DOCUMENT PASSAGE:
-- start --

Tech in Traveller

phavoc

Emperor Mongoose
I wrote this up to explain to new players how tech in Traveller works. After reading a couple of threads I thought I would share my perspective on how the game handles the differences in tech between worlds (updated with feedback)

Tech in Traveller
Trying to understand the flow of technology between planets works in Traveller can be daunting, especially for the new player. Why would a planet with TL-13 capabilities be next to one with only TL-5? And how can you colonize a planet using say TL-12 ships when the planet’s technology level is only TL-6? Not to mention why would any planet be building steam locomotives when grav technology has already been discovered? The answer lies somewhere between the game mechanics and economics.

Let’s address the game mechanics first. Traveller is, first and foremost, a role-playing game. The technologic and economic models that are used in the game have never been meant to mirror reality. Why? Because we already live in reality and who wants to role-player mortgage lenders, longshoremen and sanitation engineers? We have jobs that pay us so we can buy the game for that! It’s not at all unexpected that players will scratch their heads and say “I don’t get this”. A balance between the playability and a suspension of reality must be balanced. Fortunately the beauty of pretty much every role-playing game is that the referee and players can modify, add or drop any rule they find too cumbersome or annoying for their gaming pleasure.

-- end --

DATA SUPPLIED:
-- start --

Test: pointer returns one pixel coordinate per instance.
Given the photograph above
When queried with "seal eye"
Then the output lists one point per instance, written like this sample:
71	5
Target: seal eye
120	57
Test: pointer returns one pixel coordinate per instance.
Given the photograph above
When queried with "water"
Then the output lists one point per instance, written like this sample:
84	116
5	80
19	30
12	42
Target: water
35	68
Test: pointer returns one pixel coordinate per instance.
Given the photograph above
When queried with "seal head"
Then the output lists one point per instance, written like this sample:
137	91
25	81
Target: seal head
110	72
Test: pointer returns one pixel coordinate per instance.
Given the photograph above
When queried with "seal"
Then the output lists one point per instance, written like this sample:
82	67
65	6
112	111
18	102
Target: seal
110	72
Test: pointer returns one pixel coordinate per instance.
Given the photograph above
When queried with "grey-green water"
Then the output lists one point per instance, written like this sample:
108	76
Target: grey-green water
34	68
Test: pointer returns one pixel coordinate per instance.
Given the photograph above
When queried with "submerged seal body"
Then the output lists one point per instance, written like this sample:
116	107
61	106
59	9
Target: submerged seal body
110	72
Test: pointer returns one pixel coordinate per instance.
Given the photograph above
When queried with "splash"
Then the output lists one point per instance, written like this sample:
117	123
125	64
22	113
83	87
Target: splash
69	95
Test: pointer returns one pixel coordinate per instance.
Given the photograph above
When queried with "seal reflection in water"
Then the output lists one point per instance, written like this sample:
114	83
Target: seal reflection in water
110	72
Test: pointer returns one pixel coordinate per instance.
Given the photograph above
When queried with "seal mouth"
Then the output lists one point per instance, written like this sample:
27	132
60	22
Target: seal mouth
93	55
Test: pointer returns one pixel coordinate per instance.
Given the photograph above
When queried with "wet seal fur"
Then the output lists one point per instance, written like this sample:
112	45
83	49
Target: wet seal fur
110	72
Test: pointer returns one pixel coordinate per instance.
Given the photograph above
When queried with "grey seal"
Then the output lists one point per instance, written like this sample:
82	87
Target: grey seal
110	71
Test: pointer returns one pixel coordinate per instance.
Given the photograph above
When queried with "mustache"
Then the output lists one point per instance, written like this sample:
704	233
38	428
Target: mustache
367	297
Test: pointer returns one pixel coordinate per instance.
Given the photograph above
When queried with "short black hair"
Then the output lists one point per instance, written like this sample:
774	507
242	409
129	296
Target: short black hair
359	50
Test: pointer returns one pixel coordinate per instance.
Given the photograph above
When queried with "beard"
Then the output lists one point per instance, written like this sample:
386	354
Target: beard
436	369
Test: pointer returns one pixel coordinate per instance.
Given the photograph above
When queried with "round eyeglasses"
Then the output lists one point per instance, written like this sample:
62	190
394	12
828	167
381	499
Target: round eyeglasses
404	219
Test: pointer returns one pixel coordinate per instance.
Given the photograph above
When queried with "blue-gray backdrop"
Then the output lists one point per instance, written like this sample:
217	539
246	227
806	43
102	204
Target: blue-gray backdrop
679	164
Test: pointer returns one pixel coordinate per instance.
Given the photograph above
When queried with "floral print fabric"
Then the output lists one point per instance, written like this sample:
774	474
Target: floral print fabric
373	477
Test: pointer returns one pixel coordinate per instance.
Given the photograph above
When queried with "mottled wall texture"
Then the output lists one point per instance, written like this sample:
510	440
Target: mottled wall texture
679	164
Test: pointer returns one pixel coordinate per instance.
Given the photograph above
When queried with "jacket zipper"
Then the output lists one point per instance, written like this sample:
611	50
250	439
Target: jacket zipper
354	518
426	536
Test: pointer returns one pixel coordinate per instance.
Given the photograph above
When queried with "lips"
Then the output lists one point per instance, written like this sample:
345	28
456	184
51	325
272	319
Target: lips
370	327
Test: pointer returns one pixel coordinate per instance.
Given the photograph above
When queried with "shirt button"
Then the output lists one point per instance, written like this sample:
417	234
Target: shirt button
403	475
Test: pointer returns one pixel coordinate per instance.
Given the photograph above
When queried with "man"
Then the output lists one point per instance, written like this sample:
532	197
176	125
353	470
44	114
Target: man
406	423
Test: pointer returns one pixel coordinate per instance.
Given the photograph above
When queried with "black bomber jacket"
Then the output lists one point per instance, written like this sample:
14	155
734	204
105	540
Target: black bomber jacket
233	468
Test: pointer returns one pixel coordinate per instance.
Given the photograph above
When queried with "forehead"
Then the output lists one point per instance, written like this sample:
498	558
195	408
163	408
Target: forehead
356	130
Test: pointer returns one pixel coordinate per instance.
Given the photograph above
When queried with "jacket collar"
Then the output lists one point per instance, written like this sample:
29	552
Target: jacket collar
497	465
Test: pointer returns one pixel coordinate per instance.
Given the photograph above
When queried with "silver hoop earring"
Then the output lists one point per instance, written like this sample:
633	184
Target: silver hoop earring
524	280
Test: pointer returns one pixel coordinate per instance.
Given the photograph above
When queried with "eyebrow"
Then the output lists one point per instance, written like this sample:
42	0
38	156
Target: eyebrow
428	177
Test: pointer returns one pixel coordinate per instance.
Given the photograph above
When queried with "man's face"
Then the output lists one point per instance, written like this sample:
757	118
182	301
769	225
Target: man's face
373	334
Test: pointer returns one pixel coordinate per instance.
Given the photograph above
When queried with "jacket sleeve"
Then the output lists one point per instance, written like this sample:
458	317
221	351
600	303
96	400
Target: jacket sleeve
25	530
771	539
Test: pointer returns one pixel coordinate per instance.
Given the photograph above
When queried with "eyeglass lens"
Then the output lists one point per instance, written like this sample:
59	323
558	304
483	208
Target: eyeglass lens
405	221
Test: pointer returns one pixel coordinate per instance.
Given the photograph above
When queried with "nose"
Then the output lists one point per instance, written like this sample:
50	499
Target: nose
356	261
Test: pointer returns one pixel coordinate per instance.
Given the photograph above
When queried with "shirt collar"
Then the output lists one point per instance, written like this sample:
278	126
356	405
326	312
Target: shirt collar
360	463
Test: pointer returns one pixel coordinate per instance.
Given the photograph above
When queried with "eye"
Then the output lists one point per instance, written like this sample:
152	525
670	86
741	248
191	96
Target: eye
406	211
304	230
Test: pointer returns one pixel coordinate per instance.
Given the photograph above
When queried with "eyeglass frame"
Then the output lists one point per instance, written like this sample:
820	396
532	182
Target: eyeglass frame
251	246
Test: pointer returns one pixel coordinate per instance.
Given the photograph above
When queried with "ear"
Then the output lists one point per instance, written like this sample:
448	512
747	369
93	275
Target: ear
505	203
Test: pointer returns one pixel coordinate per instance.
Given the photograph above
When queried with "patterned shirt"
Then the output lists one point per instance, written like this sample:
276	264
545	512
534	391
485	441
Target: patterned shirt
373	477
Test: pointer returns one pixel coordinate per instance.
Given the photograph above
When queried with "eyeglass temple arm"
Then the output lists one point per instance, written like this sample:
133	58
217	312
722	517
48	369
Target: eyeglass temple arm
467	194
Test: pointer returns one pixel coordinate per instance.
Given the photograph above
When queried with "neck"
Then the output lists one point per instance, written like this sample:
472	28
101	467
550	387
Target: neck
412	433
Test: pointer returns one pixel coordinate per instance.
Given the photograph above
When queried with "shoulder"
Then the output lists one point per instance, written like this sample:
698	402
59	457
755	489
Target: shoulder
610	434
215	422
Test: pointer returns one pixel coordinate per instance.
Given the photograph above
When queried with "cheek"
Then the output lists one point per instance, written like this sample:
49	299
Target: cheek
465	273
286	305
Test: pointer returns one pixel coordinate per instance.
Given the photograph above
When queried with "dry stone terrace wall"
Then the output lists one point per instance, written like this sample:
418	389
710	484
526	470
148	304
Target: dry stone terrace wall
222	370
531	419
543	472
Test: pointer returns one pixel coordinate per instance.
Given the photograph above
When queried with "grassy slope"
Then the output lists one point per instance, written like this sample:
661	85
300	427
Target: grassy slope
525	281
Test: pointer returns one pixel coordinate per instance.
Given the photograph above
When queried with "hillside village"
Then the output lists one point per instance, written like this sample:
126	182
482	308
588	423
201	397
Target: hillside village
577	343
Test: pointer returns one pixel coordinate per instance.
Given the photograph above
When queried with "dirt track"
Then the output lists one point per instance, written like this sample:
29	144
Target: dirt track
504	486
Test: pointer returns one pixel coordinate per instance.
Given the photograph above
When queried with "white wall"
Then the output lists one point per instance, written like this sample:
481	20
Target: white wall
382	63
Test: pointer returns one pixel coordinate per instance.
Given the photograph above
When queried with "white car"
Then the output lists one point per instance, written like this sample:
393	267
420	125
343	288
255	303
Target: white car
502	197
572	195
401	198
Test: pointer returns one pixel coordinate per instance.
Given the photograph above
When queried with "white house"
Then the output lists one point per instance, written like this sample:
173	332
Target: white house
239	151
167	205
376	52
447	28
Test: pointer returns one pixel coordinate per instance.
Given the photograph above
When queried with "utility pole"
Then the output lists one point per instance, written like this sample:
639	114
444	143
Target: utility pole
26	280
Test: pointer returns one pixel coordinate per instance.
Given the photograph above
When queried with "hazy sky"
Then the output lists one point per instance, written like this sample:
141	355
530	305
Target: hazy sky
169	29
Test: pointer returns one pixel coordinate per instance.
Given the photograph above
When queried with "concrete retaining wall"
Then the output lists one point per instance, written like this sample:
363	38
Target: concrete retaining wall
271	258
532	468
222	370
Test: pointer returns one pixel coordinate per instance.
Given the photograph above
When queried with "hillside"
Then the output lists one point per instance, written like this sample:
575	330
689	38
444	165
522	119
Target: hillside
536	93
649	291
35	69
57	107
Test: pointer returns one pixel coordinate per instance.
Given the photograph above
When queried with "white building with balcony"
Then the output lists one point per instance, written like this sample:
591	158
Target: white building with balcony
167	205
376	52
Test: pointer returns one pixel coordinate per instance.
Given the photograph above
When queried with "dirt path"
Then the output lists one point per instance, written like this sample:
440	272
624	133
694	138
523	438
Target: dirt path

-- end --

TASKS TO COMPLETE:
1. Reproduce the post about tech in Traveller word for word, from start to finish.
2. Report each line of the rows that contains the string "patterned".
The post about tech in Traveller and the rows have no connection to each other.

ANSWERS BY TASK:
1.
Tech in Traveller

phavoc

Emperor Mongoose
I wrote this up to explain to new players how tech in Traveller works. After reading a couple of threads I thought I would share my perspective on how the game handles the differences in tech between worlds (updated with feedback)

Tech in Traveller
Trying to understand the flow of technology between planets works in Traveller can be daunting, especially for the new player. Why would a planet with TL-13 capabilities be next to one with only TL-5? And how can you colonize a planet using say TL-12 ships when the planet’s technology level is only TL-6? Not to mention why would any planet be building steam locomotives when grav technology has already been discovered? The answer lies somewhere between the game mechanics and economics.

Let’s address the game mechanics first. Traveller is, first and foremost, a role-playing game. The technologic and economic models that are used in the game have never been meant to mirror reality. Why? Because we already live in reality and who wants to role-player mortgage lenders, longshoremen and sanitation engineers? We have jobs that pay us so we can buy the game for that! It’s not at all unexpected that players will scratch their heads and say “I don’t get this”. A balance between the playability and a suspension of reality must be balanced. Fortunately the beauty of pretty much every role-playing game is that the referee and players can modify, add or drop any rule they find too cumbersome or annoying for their gaming pleasure.

2.
When queried with "patterned shirt"
Target: patterned shirt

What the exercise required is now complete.